Directions:
1 – Reproduce the passage of the diary entries below, starting with "OCTOBER 19, 1996, CLEVELAND" and going on through "I’m still here.".
2 – Answer these questions using the diary entries below:
(a) In the October 19 entry, what chart position does the narrator guess Antichrist Superstar reached?
(b) According to the October 22 entry, what gas did the caller threaten to use?
(c) In the undated entry, in front of how many people did the narrator cry?

*** Opening of Document excerpt ***

OCTOBER 19, 1996, CLEVELAND
Tony Ciulla, our new manager, came by and asked me to guess what number Antichrist Superstar went to on the charts today. I told him, “Three,” and I was right. It couldn’t be any other number. On the back of the record, there’s three of us. There’s three sections to the record. It’s all three. The three means something else, too, something that’s going to happen in the future, something that is going to change the world as far as we…
OCTOBER 22, 1996, TORONTO
Someone called in a death threat today. They said they were gong to bomb the building and its occupants with mustard gas. Is that some sort of condiment? I guess I give them credit for being creative. And obviously I’m still here.
UNDATED
For a moment tonight I felt like Christ. It was snowing on me, and I could have been anywhere—Wichita, Berlin, Golgotha. There was a mirror behind the crowd on the wall, and I watched myself like a painting, frozen. The gash in my side bled and bled. It was so beautiful I cried right there in front of five thousand people. I was letting out the boy who had died on his plastic cross in elementary school. He escaped through the hole in my ribs.

*** Close of Document excerpt ***
*** Opening of Material shown ***

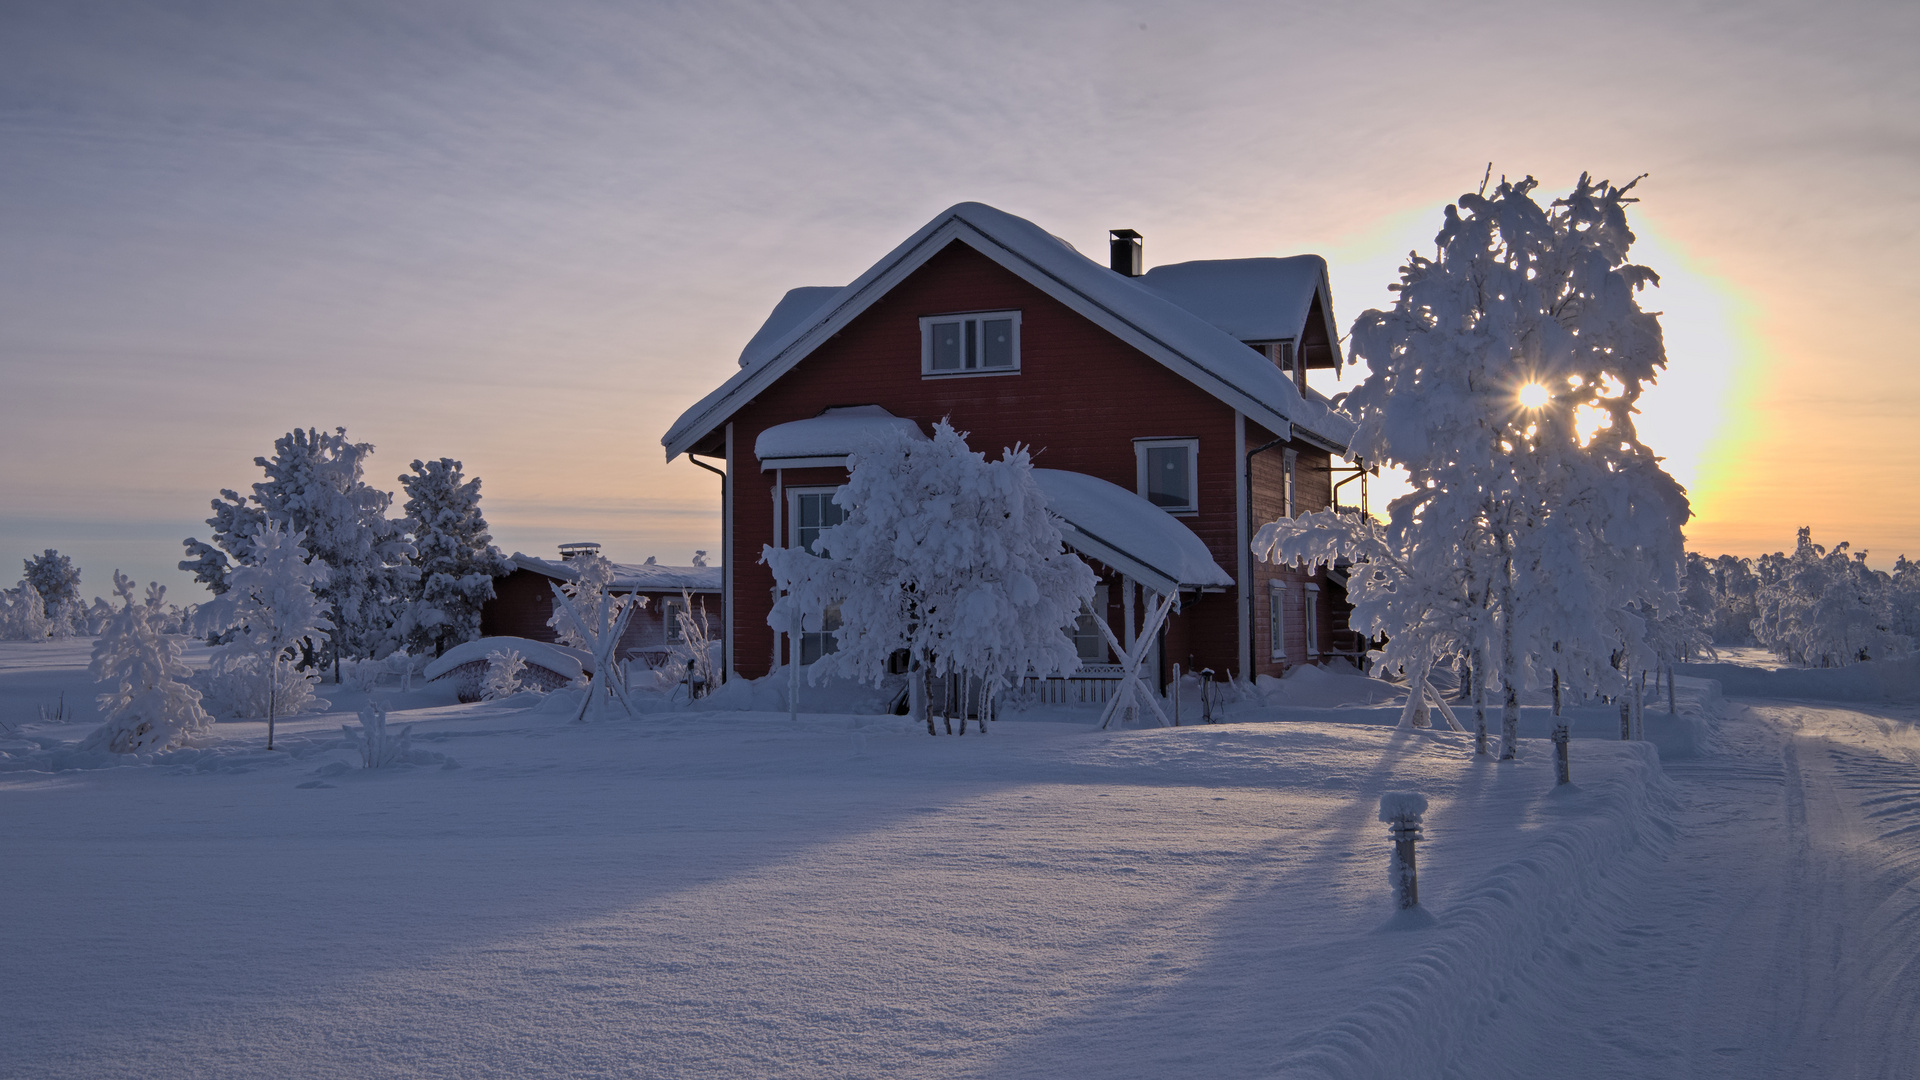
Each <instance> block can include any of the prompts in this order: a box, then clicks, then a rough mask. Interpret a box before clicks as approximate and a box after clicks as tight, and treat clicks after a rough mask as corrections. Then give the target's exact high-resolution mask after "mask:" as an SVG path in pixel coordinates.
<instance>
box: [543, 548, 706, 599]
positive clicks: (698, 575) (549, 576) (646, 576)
mask: <svg viewBox="0 0 1920 1080" xmlns="http://www.w3.org/2000/svg"><path fill="white" fill-rule="evenodd" d="M507 561H509V563H513V565H515V567H518V569H522V571H534V573H536V575H545V577H549V578H553V580H574V578H576V577H580V573H578V571H574V567H570V565H566V563H564V561H561V559H540V557H534V555H522V553H520V552H515V553H513V557H511V559H507ZM612 588H614V592H680V590H682V588H687V590H693V592H720V567H662V565H657V563H614V565H612Z"/></svg>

*** Close of Material shown ***

Answers to the problems:
1 –
OCTOBER 19, 1996, CLEVELAND
Tony Ciulla, our new manager, came by and asked me to guess what number Antichrist Superstar went to on the charts today. I told him, “Three,” and I was right. It couldn’t be any other number. On the back of the record, there’s three of us. There’s three sections to the record. It’s all three. The three means something else, too, something that’s going to happen in the future, something that is going to change the world as far as we…
OCTOBER 22, 1996, TORONTO
Someone called in a death threat today. They said they were gong to bomb the building and its occupants with mustard gas. Is that some sort of condiment? I guess I give them credit for being creative. And obviously I’m still here.

2 –
(a) Three
(b) Mustard gas
(c) Five thousand